Actions to take:
(A) Decide whether each statement agrees with the polio article, and answer yes or no for each with the deciding words from the article quoted exactly: (i) Africa's last recorded case of wild polio was a toddler in Somalia; (ii) the World Health Organization certifies a continent polio-free after two years without new cases; (iii) most of the savings from eradication would be in high-income countries.
(B) According to the polio article, how much would eradicating polio save the world in the two decades after eradication?
(C) Repeat word for word the part of the polio article between "African countries overcame" and "younger than 5.", inclusive.

Text block:
────────────────────────────────────────
More progress against polio

August 14, 2015
African countries have been without Polio for one year. Source: Global Polio Eradication Initiative

By Michele Learner, Bread for the World Institute

Earlier this year, we reported that Africa had gone six months without a case of wild polio.  The continent is now celebrating the first anniversary of its last recorded case (a toddler in the Puntland region of northern Somalia, who had received his first immunization but missed later ones).

Nigeria was the final key to reducing polio cases to zero. It was one of the "final four" countries where the virus was endemic. Twice, the polio virus was re-introduced into Somalia from Nigeria after polio-free periods as long as six years.

The World Health Organization does not certify that polio has been eradicated on a continent until there have been no new cases for three years, so Africa will not celebrate that final victory until early 2018. But the first year is the most challenging of the three.

African countries overcame daunting obstacles to reach this point, including:

  • armed conflict that made it extremely difficult to immunize babies and toddlers in disputed territory
  • weak record-keeping that kept health officials guessing as to whether they had reached every child born since the last vaccination campaign
  • crowded refugee camps that combined ideal conditions for transmitting the virus with constantly shifting populations
  • poor or nonexistent transportation routes -- some remote areas of the continent are inaccessible, by either land or sea, for several months of the year

Polio, like other deadly diseases, is more dangerous to children who are malnourished. The majority of hunger-related deaths are caused by diseases that attack people with immune systems weakened by malnutrition. Most of those who die of polio are younger than 5.

Eradicating polio would save the world $40 billion to $50 billion in the two decades following eradication. This is money that could be spent on ending hunger and extreme poverty. Most of the savings -- 85 percent -- would be in low-income countries.

"With Africa now on track, we are left with only two countries where polio transmission has never been interrupted: Pakistan and Afghanistan," said Peter Crowley, polio chief for UNICEF, the United Nations Children's Fund. "Here too, despite enormous challenges, communities, governments and partners are working with courage and determination to end polio once and for all."
────────────────────────────────────────
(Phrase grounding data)
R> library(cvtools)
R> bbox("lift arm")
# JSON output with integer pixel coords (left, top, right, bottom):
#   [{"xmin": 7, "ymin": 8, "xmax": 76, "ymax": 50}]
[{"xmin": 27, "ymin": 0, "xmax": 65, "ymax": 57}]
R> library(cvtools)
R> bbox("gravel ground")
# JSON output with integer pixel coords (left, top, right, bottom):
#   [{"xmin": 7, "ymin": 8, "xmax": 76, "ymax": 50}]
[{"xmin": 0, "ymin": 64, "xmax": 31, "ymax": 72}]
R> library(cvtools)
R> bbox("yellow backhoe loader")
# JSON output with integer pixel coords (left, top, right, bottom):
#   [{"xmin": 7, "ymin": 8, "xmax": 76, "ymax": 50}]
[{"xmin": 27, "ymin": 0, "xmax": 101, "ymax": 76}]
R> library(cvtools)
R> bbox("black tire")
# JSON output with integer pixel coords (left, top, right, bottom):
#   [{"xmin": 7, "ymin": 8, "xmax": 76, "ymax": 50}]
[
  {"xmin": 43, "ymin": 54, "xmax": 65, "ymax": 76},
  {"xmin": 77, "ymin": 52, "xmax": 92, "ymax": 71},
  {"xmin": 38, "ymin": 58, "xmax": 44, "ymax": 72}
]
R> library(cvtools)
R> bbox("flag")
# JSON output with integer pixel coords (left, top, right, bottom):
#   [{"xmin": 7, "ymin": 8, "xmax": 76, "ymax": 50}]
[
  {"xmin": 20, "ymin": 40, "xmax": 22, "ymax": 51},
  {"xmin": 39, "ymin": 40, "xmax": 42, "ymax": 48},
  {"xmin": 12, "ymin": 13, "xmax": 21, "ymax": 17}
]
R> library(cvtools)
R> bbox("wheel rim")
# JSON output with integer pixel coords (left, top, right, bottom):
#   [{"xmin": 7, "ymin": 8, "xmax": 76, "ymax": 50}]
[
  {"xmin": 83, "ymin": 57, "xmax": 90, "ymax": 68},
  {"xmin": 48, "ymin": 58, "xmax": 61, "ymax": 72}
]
────────────────────────────────────────
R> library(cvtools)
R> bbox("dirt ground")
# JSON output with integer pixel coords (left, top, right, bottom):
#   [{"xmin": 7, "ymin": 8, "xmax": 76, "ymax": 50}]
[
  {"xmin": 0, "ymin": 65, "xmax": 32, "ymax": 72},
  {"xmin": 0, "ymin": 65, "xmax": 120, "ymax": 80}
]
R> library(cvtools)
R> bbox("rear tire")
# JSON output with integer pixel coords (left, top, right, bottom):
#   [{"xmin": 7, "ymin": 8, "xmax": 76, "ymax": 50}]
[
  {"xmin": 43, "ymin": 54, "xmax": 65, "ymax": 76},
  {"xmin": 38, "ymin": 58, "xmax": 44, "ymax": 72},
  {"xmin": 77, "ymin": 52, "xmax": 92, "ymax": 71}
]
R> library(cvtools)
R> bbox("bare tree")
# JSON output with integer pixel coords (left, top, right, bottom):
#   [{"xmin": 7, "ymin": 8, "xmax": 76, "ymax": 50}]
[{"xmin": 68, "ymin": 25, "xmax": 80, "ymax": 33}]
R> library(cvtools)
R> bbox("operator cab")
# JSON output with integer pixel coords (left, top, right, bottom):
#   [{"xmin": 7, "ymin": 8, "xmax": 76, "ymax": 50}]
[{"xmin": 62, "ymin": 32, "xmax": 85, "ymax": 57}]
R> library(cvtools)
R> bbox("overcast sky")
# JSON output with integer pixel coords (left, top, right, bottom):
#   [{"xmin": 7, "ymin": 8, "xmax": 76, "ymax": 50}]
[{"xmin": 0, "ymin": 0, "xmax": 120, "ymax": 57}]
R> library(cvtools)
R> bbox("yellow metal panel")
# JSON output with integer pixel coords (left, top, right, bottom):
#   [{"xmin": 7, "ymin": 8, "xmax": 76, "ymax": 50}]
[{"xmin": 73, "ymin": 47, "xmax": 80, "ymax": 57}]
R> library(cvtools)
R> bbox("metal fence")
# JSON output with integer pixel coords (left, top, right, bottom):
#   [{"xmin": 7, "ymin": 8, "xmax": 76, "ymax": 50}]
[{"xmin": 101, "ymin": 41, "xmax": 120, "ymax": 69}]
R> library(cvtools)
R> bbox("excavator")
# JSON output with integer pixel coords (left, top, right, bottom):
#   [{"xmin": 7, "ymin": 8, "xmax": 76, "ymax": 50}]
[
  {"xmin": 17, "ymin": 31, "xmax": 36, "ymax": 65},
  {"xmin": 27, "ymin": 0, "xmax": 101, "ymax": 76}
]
────────────────────────────────────────
Results of the tasks:
(A)
(i) Yes: "a toddler in the Puntland region of northern Somalia"
(ii) No: "no new cases for three years"
(iii) No: "Most of the savings -- 85 percent -- would be in low-income countries."

(B) $40 billion to $50 billion.

(C)
African countries overcame daunting obstacles to reach this point, including:

  • armed conflict that made it extremely difficult to immunize babies and toddlers in disputed territory
  • weak record-keeping that kept health officials guessing as to whether they had reached every child born since the last vaccination campaign
  • crowded refugee camps that combined ideal conditions for transmitting the virus with constantly shifting populations
  • poor or nonexistent transportation routes -- some remote areas of the continent are inaccessible, by either land or sea, for several months of the year

Polio, like other deadly diseases, is more dangerous to children who are malnourished. The majority of hunger-related deaths are caused by diseases that attack people with immune systems weakened by malnutrition. Most of those who die of polio are younger than 5.